++++ Extract provided
There are almost 5 million people with hepatitis C living in the U.S., according to the Centers for Disease Control and Prevention. Injection drug use is now responsible for the majority of new and existing cases of the disease. Seventy to 96 percent of long-term injectors have been exposed to hepatitis C, about half of them during their first year of injecting.
Blair County is fighting the spread of hepatitis C, Henderson said. She reports that Pennsylvania is the first and only state to allocate money for the disease, and Blair is one of six counties in the state that has a hepatitis C testing program at local outpatient drug and alcohol treatment facilities.
‘‘Blair County Drug and Alcohol Services sponsors this testing program and has been proactive in providing education about the risk of contracting hepatitis C during intravenous drug use,’’ she said.
Joe Noel, program director for the Altoona Hospital School of Medical Technology/Clinical Laboratory Science at Altoona Regional, said the jury is still out on the number of HCV’s long-term, and that’s also why it’s so important to get tested.
‘‘We worry about the numbers because they’re going up — even in this area,’’ he said. ‘‘A person who tests positive needs to follow up. If left untreated, it can move on to a chronic phase, and that can lead to cirrhosis, cancer and other serious liver issues down the road.’’
Most cases are treated with antiviral drugs such as interferon and ribaviran, he said.
‘‘There isn’t yet a vaccine available for hepatitis C, like there is for hepatitis A and B — they’re still working on it,’’ he said. ‘‘Right now, there isn’t a whole lot we can do, except antiviral treatments.’’
Mirror Staff Writer Jimmy Mincin is at 946-7460.
++++++++
++++ Dataset extract
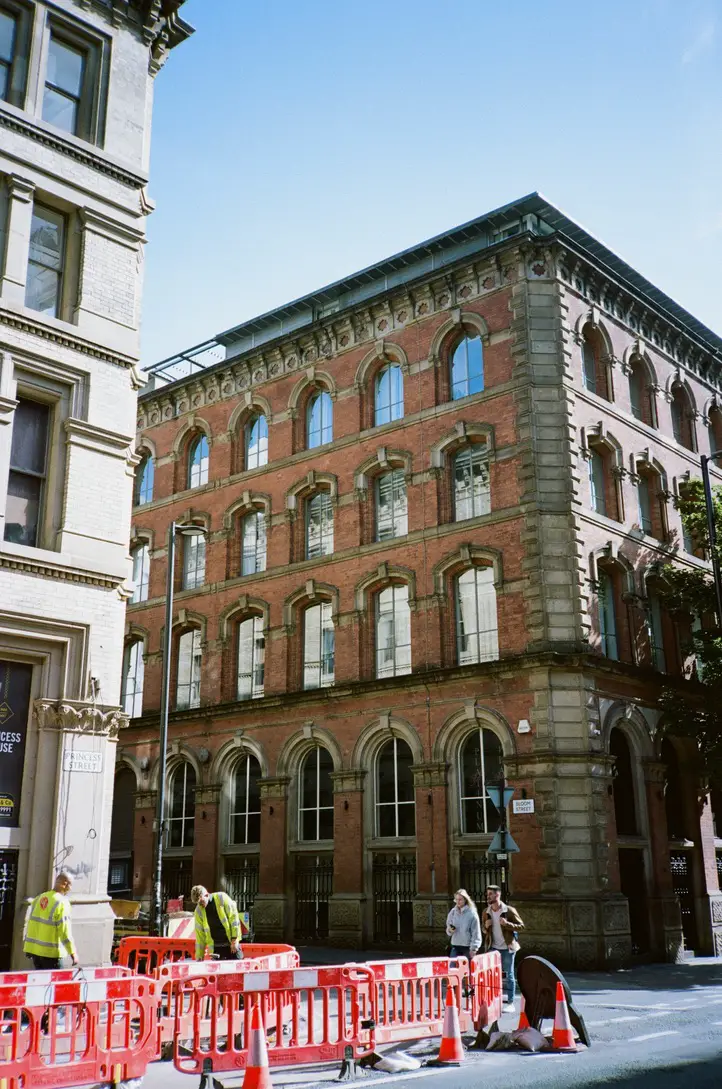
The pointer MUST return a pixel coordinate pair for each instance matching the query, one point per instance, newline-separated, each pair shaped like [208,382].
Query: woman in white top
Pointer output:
[463,926]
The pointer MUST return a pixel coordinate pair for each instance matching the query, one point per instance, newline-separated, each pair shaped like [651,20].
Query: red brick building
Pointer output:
[433,498]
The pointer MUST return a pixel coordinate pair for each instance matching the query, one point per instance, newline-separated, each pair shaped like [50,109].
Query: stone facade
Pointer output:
[570,699]
[63,588]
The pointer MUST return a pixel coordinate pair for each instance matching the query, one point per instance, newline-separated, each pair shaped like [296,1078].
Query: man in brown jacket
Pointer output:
[501,924]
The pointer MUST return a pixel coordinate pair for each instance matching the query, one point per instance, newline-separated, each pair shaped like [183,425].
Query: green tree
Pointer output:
[695,709]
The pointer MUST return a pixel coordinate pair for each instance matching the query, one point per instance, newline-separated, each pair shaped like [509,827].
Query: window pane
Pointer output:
[256,442]
[472,489]
[391,510]
[467,368]
[146,478]
[65,66]
[23,509]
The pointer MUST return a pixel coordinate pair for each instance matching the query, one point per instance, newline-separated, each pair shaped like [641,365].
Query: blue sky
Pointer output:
[296,142]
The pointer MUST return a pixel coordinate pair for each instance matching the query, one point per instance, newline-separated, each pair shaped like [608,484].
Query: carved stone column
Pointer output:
[432,895]
[347,902]
[72,809]
[270,907]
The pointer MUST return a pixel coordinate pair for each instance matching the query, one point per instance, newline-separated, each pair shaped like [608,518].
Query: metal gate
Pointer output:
[241,882]
[8,889]
[394,889]
[314,889]
[478,871]
[681,869]
[178,879]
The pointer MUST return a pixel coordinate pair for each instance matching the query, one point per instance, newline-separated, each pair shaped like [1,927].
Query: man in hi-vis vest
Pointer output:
[48,933]
[218,926]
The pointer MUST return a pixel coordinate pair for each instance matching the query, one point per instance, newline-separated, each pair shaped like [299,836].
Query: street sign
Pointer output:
[494,796]
[503,842]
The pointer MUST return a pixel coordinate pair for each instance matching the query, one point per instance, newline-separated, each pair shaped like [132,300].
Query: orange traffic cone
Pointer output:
[257,1075]
[451,1052]
[562,1038]
[524,1020]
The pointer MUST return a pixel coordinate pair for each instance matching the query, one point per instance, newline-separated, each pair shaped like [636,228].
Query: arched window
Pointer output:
[144,480]
[466,368]
[252,658]
[480,763]
[625,815]
[141,557]
[194,561]
[682,417]
[393,632]
[318,646]
[472,490]
[477,626]
[655,627]
[133,676]
[391,505]
[141,572]
[395,807]
[389,395]
[640,395]
[198,462]
[120,869]
[253,558]
[316,796]
[244,810]
[607,607]
[319,525]
[319,419]
[182,806]
[187,690]
[256,439]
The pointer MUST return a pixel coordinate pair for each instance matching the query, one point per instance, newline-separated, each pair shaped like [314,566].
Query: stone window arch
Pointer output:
[310,651]
[683,415]
[595,359]
[466,586]
[310,506]
[641,383]
[145,478]
[604,472]
[382,485]
[652,496]
[462,463]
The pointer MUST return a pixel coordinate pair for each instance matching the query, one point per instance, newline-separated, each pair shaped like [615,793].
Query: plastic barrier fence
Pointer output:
[169,974]
[309,1015]
[58,1032]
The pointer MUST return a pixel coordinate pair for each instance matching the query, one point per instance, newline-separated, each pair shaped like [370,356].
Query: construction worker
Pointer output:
[218,926]
[48,933]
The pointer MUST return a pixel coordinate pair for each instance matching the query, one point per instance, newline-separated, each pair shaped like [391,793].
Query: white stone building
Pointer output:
[76,82]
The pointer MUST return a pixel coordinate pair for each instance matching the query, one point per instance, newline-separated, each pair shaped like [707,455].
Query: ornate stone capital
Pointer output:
[347,782]
[273,787]
[429,774]
[76,717]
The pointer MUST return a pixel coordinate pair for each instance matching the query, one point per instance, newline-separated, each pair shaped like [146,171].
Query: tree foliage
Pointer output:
[695,710]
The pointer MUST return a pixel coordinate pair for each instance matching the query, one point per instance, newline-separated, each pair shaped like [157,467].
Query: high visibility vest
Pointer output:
[48,930]
[228,913]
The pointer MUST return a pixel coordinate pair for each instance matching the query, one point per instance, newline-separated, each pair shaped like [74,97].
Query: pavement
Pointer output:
[655,1027]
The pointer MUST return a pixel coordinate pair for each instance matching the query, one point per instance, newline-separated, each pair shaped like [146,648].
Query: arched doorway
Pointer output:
[120,866]
[629,843]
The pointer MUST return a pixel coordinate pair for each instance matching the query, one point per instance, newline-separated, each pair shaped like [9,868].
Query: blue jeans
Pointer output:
[508,968]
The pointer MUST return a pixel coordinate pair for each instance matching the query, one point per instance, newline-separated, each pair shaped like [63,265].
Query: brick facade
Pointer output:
[559,709]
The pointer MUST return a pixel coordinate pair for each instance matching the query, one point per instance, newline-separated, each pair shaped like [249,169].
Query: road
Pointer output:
[657,1027]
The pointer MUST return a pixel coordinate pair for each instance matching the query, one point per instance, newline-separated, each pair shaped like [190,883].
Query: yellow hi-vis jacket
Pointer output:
[228,913]
[48,931]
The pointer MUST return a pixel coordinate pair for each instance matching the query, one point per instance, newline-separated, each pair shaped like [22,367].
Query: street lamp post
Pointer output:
[157,914]
[711,529]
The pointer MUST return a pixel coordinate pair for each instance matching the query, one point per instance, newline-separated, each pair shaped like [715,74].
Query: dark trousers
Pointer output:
[46,963]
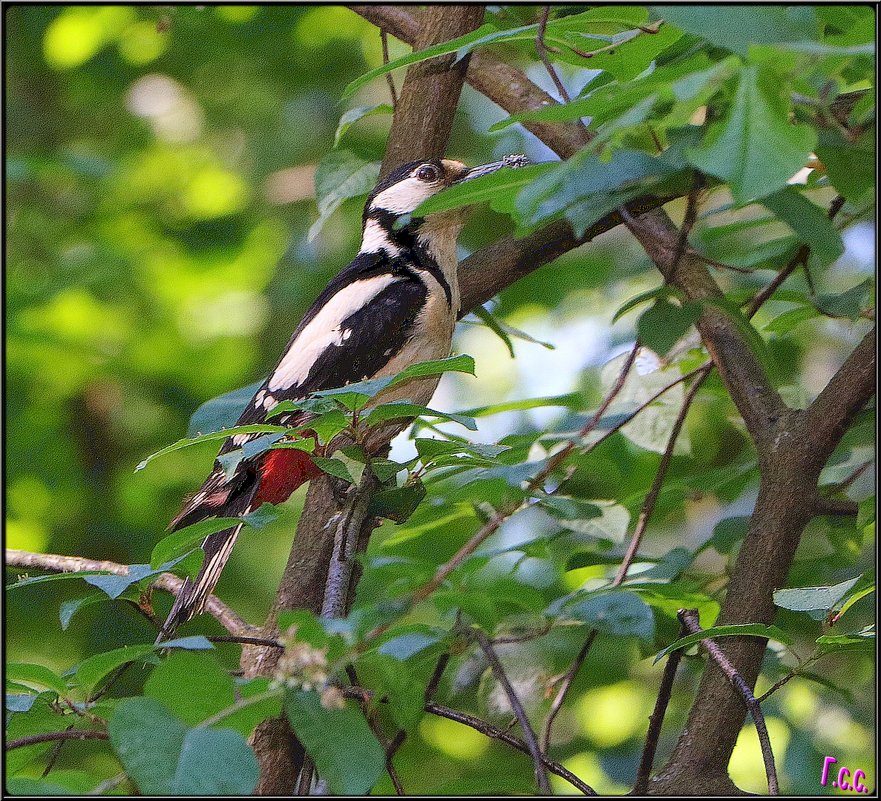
++++++++
- Parts of the exercise -
**1)** Rewrite the paragraph of the hepatitis C article that begins "Blair County is fighting the spread" as a short bulleted list that keeps its main facts.
**2)** Carry on the hepatitis C article from its last sentence.
The entries were taken from a different source than the article.

- Answers to the exercise -
**1)**
- Blair County is fighting the spread of hepatitis C, according to Henderson.
- Pennsylvania is the first and only state to allocate money for the disease.
- Blair is one of six Pennsylvania counties with a hepatitis C testing program at local outpatient drug and alcohol treatment facilities.

**2)**
Fact BoxSymptoms and signs
Many people with chronic hepatitis C have no symptoms of liver disease. If symptoms are present, they are usually mild, nonspecific, and intermittent. They may include
n Mild right-upper-quadrant discomfort or tenderness
n Poor appetite
n Muscle and joint pains
The major high-risk groups for hepatitis C are
n People who had blood transfusions before June 1992, when sensitive tests for anti-HCV were introduced for blood screening.
n People who have frequent exposure to blood products. These include patients with hemophilia, solid-organ transplants, chronic renal failure, or cancer requiring chemotherapy. n Health care workers who suffer needle-stick accidents.
n Injection drug users, including those who used drugs briefly many years ago.
n Infants born to HCV-infected mothers.
Other groups who appear to be at slightly increased risk for hepatitis C are
n People with high-risk sexual behavior, multiple partners, and sexually transmitted diseases.
n People who use cocaine, particularly with intranasal administration, using shared equipment.
Maternal-infant transmission is not common. In most studies, only 5 percent of infants born to infected women become infected. The disease in newborns is usually mild and free of symptoms. The risk of maternal-infant spread rises with the amount of virus in the mother’s blood. Breast-feeding has not been linked to HCV’s spread.